PROVIDED RECORDS Start Marker
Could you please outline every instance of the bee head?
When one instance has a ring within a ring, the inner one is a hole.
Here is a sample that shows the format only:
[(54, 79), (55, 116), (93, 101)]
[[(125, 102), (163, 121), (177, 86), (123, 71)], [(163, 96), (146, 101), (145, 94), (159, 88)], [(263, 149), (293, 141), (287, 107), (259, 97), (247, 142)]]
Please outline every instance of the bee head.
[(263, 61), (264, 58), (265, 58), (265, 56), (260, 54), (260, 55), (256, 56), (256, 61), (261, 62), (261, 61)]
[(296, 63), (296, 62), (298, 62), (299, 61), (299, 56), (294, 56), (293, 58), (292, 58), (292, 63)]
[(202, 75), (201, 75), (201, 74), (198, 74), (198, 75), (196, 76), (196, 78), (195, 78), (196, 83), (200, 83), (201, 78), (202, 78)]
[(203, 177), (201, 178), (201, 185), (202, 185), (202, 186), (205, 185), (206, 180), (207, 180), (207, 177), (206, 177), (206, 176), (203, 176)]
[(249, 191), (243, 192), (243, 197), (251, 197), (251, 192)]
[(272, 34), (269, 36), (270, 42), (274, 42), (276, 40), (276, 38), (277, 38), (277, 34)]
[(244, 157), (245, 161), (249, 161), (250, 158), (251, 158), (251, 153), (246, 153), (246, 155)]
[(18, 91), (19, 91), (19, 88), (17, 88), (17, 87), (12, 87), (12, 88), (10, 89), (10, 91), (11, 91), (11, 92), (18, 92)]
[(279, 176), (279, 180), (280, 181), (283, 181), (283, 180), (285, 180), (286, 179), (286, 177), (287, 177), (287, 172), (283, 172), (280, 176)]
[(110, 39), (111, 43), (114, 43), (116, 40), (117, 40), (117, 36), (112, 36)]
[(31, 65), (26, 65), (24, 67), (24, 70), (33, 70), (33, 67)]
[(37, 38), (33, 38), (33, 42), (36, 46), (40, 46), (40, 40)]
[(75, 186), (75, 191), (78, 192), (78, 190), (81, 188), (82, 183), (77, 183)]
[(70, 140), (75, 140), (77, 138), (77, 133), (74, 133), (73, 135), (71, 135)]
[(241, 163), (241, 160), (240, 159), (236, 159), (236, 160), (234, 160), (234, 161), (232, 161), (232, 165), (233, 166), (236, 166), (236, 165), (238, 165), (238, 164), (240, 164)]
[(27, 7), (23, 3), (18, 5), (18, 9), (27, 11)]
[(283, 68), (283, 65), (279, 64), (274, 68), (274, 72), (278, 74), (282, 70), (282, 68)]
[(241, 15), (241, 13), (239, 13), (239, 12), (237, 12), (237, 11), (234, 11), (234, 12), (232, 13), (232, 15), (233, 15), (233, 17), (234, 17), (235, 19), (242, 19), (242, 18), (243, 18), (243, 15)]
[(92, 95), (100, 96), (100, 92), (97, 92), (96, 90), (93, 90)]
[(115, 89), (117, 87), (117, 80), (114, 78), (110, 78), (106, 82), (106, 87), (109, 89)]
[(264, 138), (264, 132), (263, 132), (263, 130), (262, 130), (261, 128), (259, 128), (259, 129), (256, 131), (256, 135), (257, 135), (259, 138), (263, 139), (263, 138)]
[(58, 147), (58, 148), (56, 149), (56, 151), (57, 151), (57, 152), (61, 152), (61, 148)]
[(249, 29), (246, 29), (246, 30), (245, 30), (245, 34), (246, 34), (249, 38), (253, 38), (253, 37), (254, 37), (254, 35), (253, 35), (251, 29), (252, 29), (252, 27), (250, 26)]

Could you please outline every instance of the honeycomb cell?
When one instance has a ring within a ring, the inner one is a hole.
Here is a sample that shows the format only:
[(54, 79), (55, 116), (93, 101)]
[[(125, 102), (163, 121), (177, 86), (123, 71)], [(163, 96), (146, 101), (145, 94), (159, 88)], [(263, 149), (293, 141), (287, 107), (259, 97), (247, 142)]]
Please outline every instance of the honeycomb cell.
PROVIDED RECORDS End Marker
*WHAT YOU HAVE TO DO:*
Please output every record exactly as it appears.

*WRITTEN REPLY:*
Could you please outline every instance of the bee head?
When one instance has a ring within a ring, the inner one is a hole.
Here is a sample that shows the format only:
[(54, 79), (55, 116), (93, 101)]
[[(125, 102), (163, 121), (177, 86), (123, 71)], [(163, 96), (146, 101), (145, 94), (159, 88)], [(263, 149), (293, 141), (287, 107), (259, 97), (247, 142)]]
Please outline every instance of the bee head.
[(263, 61), (264, 58), (265, 58), (265, 56), (260, 54), (260, 55), (256, 56), (256, 61), (261, 62), (261, 61)]
[(296, 63), (296, 62), (298, 62), (299, 61), (299, 56), (294, 56), (293, 58), (292, 58), (292, 63)]
[(202, 75), (201, 75), (201, 74), (198, 74), (198, 75), (196, 76), (196, 78), (195, 78), (196, 83), (200, 83), (201, 78), (202, 78)]
[(203, 177), (201, 178), (201, 185), (202, 185), (202, 186), (205, 185), (206, 180), (207, 180), (207, 177), (206, 177), (206, 176), (203, 176)]
[(249, 191), (243, 192), (243, 197), (251, 197), (251, 192)]
[(272, 34), (269, 36), (270, 42), (274, 42), (276, 40), (276, 38), (277, 38), (277, 34)]
[(244, 157), (245, 161), (249, 161), (250, 158), (251, 158), (251, 153), (246, 153), (246, 155)]
[(18, 91), (19, 91), (19, 88), (17, 88), (17, 87), (12, 87), (12, 88), (10, 89), (10, 91), (11, 91), (11, 92), (18, 92)]
[(279, 176), (279, 180), (280, 181), (283, 181), (283, 180), (285, 180), (286, 179), (286, 177), (287, 177), (287, 172), (283, 172), (280, 176)]
[(110, 39), (111, 43), (114, 43), (116, 40), (117, 40), (117, 36), (112, 36)]
[(31, 65), (26, 65), (24, 67), (24, 70), (33, 70), (33, 67)]
[(37, 38), (33, 38), (33, 42), (36, 46), (40, 46), (40, 40)]
[(75, 186), (75, 191), (78, 192), (78, 190), (81, 188), (82, 183), (77, 183)]
[(70, 140), (75, 140), (77, 138), (77, 133), (74, 133), (73, 135), (71, 135)]
[(241, 163), (241, 160), (240, 159), (236, 159), (236, 160), (234, 160), (234, 161), (232, 161), (232, 165), (233, 166), (236, 166), (236, 165), (238, 165), (238, 164), (240, 164)]
[(27, 7), (23, 3), (18, 5), (18, 9), (27, 11)]
[(283, 68), (283, 65), (279, 64), (274, 68), (274, 72), (278, 74), (282, 70), (282, 68)]
[(241, 15), (241, 13), (239, 13), (239, 12), (237, 12), (237, 11), (234, 11), (234, 12), (232, 13), (232, 15), (233, 15), (233, 17), (234, 17), (235, 19), (242, 19), (242, 18), (243, 18), (243, 15)]
[(92, 95), (100, 96), (100, 92), (97, 92), (96, 90), (93, 90)]
[(115, 89), (117, 87), (117, 80), (114, 78), (110, 78), (106, 82), (106, 87), (109, 89)]
[(264, 138), (264, 132), (263, 132), (263, 130), (262, 130), (261, 128), (259, 128), (259, 129), (256, 131), (256, 135), (257, 135), (259, 138), (263, 139), (263, 138)]
[(58, 147), (58, 148), (56, 149), (56, 151), (57, 151), (57, 152), (61, 152), (61, 148)]
[(249, 29), (246, 29), (246, 30), (245, 30), (245, 34), (246, 34), (249, 38), (253, 38), (253, 37), (254, 37), (254, 35), (253, 35), (251, 29), (252, 29), (252, 27), (250, 26)]

Could you please outline every instance of the honeycomb cell?
When one instance has a ring within a ring, the inner one is a hole.
Here is a sample that shows the format only:
[(54, 79), (55, 116), (93, 101)]
[[(125, 102), (163, 121), (177, 86), (123, 71)], [(163, 96), (146, 101), (145, 94), (159, 88)], [(263, 149), (293, 141), (287, 107), (259, 97), (247, 142)]]
Please outline every instance of the honeycomb cell.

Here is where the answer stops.